▶ **REQUIRED ACTION**:
Restate the data below word for word, leaving nothing out.

▶ **DATA**:
-- Opening Marker --

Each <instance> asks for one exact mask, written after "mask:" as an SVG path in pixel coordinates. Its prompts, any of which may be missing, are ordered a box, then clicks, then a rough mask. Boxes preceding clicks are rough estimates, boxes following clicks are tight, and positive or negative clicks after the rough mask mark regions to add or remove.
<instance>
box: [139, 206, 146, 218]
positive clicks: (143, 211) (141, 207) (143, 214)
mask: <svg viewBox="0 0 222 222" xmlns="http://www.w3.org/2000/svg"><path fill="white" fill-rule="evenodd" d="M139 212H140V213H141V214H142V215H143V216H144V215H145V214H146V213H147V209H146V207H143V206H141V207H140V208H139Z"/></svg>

-- Closing Marker --

▶ **TASK ANSWER**:
Each <instance> asks for one exact mask, written after "mask:" as an SVG path in pixel coordinates. Its prompts, any of which may be missing, are ordered a box, then clicks, then a rough mask. Boxes preceding clicks are rough estimates, boxes following clicks are tight, and positive or negative clicks after the rough mask mark regions to add or remove.
<instance>
box: [139, 206, 146, 218]
positive clicks: (143, 211) (141, 207) (143, 214)
mask: <svg viewBox="0 0 222 222" xmlns="http://www.w3.org/2000/svg"><path fill="white" fill-rule="evenodd" d="M139 212H140V213H141V214H142V215H143V216H144V215H145V214H146V213H147V209H146V207H143V206H141V207H140V208H139Z"/></svg>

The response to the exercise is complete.